▶ SELECTED EXTRACT:
============================================================
By 2021 the literature had converged on two broad strategies. The first is sparse attention: instead of computing all n² pairs, only compute a structured subset — local windows, dilated patterns, global tokens, or some combination. Longformer (Beltagy et al., 2020) and BigBird (Zaheer et al., 2020) are canonical examples, each replacing the full matrix with a pattern that costs O(n) or O(n · √n).

The second is low-rank approximation: instead of computing the exact n × n matrix, approximate it as the product of two smaller matrices of rank k, reducing cost to O(n · k). Linformer (Wang et al., 2020) demonstrated this approach, projecting keys and values to a fixed dimension of k = 256 regardless of sequence length.

A third, hybrid approach — hardware-aware exact attention — arrived with FlashAttention (Dao et al., 2022), which keeps the full O(n²) computation but reorganizes memory access to fit within SRAM, dramatically reducing wall-clock time without any approximation. This lesson focuses on the first two families; FlashAttention is covered in Lesson 3.

Key Paper

Efficient Transformers: A Survey (Tay et al., 2020, Google Brain) catalogued 12 distinct efficient attention methods published within a single year, all attempting to escape the same quadratic bottleneck. The survey became one of the most-cited transformer papers of the decade.

Key Terms

Self-AttentionA mechanism where each token in a sequence attends to all other tokens, producing context-aware representations. Standard version costs O(n²) in both compute and memory.

Attention MatrixThe n × n matrix of softmaxed query–key similarity scores. The root cause of the quadratic scaling problem.

Sparse AttentionAttention variants that compute only a structured subset of query–key pairs, reducing cost to sub-quadratic complexity.

Low-Rank ApproximationRepresenting the attention matrix as the product of two smaller matrices, capping cost at O(n · k) where k is a fixed rank.

Lesson 1 Quiz

Why Vanilla Attention Breaks at Scale

What is the computational complexity of standard scaled dot-product self-attention with respect to sequence length n?

Correct. Every token must attend to every other token, producing an n × n attention matrix. Both compute and memory scale as O(n²).

Not quite. The standard attention matrix is n × n — every query attends to every key — making the cost O(n²) in both compute and memory.

GPT-3's 2,048-token context window in 2020 was primarily limited by which factor?

Correct. The quadratic memory cost of the attention matrix meant that at 2 K tokens a single layer's attention scores were already straining available A100 memory.

The primary bottleneck was GPU memory. The O(n²) attention matrix grows rapidly; storing it for longer sequences exceeded available HBM on A100 GPUs.

Linformer's core idea for reducing attention cost is best described as:

Correct. Linformer (Wang et al., 2020) projects keys and values to a fixed dimension k (e.g. 256), reducing attention cost to O(n · k) regardless of n.

That describes a different approach. Linformer uses low-rank projection — keys and values are projected to a fixed-size dimension k, making cost O(n · k) rather than O(n²).

Lab 1 — The Quadratic Wall

Explore the scaling properties of vanilla attention with your AI tutor

Your Task

In this lab you'll work through the concrete numbers behind the O(n²) scaling problem. Ask your AI tutor to walk you through calculations: how much memory does a single attention layer consume at different sequence lengths? Where does the quadratic wall become practically impassable? What happens to FLOP counts as context grows?
============================================================
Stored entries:
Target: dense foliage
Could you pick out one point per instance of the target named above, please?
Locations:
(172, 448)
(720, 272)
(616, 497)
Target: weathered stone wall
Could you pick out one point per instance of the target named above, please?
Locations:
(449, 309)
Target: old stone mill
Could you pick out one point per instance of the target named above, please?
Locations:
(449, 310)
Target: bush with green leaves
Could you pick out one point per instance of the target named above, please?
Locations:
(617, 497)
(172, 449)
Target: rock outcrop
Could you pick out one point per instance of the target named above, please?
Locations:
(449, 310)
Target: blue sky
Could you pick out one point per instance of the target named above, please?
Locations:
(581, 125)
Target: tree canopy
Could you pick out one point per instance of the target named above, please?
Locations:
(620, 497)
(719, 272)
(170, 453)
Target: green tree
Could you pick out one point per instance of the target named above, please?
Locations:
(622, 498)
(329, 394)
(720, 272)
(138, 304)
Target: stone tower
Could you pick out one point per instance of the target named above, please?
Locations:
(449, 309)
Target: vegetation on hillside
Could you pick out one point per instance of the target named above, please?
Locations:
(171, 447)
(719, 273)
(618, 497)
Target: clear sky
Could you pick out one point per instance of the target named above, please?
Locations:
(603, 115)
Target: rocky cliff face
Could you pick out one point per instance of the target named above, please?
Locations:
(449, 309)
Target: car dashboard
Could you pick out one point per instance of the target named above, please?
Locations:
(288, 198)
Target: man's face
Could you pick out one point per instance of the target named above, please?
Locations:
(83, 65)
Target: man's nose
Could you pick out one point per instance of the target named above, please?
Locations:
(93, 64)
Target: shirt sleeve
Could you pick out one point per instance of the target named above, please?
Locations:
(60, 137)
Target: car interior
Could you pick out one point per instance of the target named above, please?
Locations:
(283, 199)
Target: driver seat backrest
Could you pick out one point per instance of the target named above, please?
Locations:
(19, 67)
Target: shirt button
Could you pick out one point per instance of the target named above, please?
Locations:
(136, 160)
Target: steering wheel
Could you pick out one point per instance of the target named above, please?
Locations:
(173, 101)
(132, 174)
============================================================
▶ ACTIVITY 1: From the lesson on efficient attention, list every term defined under the "Key Terms" heading.
▶ ACTIVITY 2: Resume the lesson on efficient attention, picking up right after its final sentence.
The stored entries are not needed for this work.

▶ WRITTEN RESPONSE 1: Self-Attention, Attention Matrix, Sparse Attention, Low-Rank Approximation

▶ WRITTEN RESPONSE 2:
Suggested opener: "Walk me through exactly how much GPU memory is needed to store the attention matrix for a single head at 4K, 16K, 32K, and 128K tokens in float16."

AI Tutor

Efficient Attention · Lab 1

Welcome to Lab 1. Let's make the quadratic wall concrete. I can walk you through memory calculations, FLOP counts, or comparisons of specific sequence lengths. What would you like to explore first?

Module 4 · Lesson 2

Sparse Attention: Longformer, BigBird, and Local Windows

Structured sparsity as the first great escape from O(n²)

How did Longformer and BigBird prove that you don't need every token to see every other token to achieve strong language understanding?

Iz Beltagy and colleagues at the Allen Institute for AI published Longformer in April 2020 with a deceptively simple observation: for most NLP tasks, a token does not actually need direct access to every other token in the sequence. Language has local structure. A word depends heavily on its neighbors and only occasionally on something thousands of positions away.

Their solution was a combination of a sliding-window local attention — each token attending to its w nearest neighbors on each side — plus a small set of global tokens that could attend to the entire sequence. The result was O(n · w) complexity, where w is the window size, constant and small. On the SCROLLS benchmark, Longformer outperformed GPT-2 on summarization tasks with sequences up to 16,000 tokens, something impossible for full attention within the same memory budget.

Longformer's Three-Pattern Design

Longformer (Beltagy et al., 2020) combines three attention patterns in a single layer. Sliding window attention gives every token access to w tokens on each side, capturing local syntax and semantics. Dilated sliding window attention extends reach by skipping positions at a fixed dilation rate d, enabling coverage of 2wd positions with the same compute budget. Global attention designates special tokens — CLS tokens, question tokens in QA tasks — that attend to the entire sequence and receive attention from every other token.

The practical result: on a single 32 GB GPU, Longformer could process sequences of 4,096 tokens in the same time and memory that full attention required for just 512 tokens. On the CORD-19 scientific literature corpus, it achieved state-of-the-art results on document-level tasks that were simply out of reach for BERT-style models.

Documented Result

Longformer-base (149M parameters) achieved 91.4 F1 on HotpotQA, a multi-document question answering benchmark requiring reasoning across long contexts, compared to RoBERTa-large's 89.4 F1 — using less memory because of the sparse attention pattern.

BigBird: Random + Local + Global

Google Brain's BigBird (Zaheer et al., 2020) took a graph-theoretic approach. The authors proved, using results from expander graph theory, that any sparse attention pattern achieving three properties is theoretically equivalent to full attention as a universal approximator: local edges (sliding window), global tokens, and random edges. The random edges — each token attending to a small random subset of other tokens — allow information to propagate across the sequence with high probability in O(log n) hops.

BigBird extended BERT to 4,096-token sequences and set new state-of-the-art results on Genomics tasks, where DNA and protein sequences routinely exceed tens of thousands of characters — a domain where standard transformers were essentially unusable.

Method	Pattern	Complexity	Max Context Demonstrated
Full Attention	All-to-all	O(n²)	~2–4K (2020 hardware)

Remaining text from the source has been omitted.